Aim of the task: A verbatim copy of the lines from the one with "Query: man in dark suit" through the final line below is required; print it and nothing else.

Records for processing:
--- --- ---

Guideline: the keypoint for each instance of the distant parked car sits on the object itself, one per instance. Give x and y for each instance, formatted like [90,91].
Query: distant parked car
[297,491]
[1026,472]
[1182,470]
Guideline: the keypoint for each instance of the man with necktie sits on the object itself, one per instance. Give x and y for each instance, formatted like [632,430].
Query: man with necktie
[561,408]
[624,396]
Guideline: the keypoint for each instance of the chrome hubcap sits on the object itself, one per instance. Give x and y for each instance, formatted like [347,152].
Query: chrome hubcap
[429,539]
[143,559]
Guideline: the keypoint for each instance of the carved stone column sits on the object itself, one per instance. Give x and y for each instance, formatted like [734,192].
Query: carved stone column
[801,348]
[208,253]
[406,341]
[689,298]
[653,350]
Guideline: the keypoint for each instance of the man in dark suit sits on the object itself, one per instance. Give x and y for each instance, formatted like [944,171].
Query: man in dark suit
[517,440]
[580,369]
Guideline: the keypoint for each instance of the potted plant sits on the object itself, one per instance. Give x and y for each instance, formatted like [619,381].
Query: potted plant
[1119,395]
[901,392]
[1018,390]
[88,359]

--- --- ---

Answer to the exercise:
Query: man in dark suit
[517,440]
[580,369]
Guideline: the keypoint for each instance of the potted plant sits on the object itself, one per instance. Give x and y for each instance, formatted like [619,381].
Query: potted plant
[1119,395]
[901,392]
[1018,390]
[88,359]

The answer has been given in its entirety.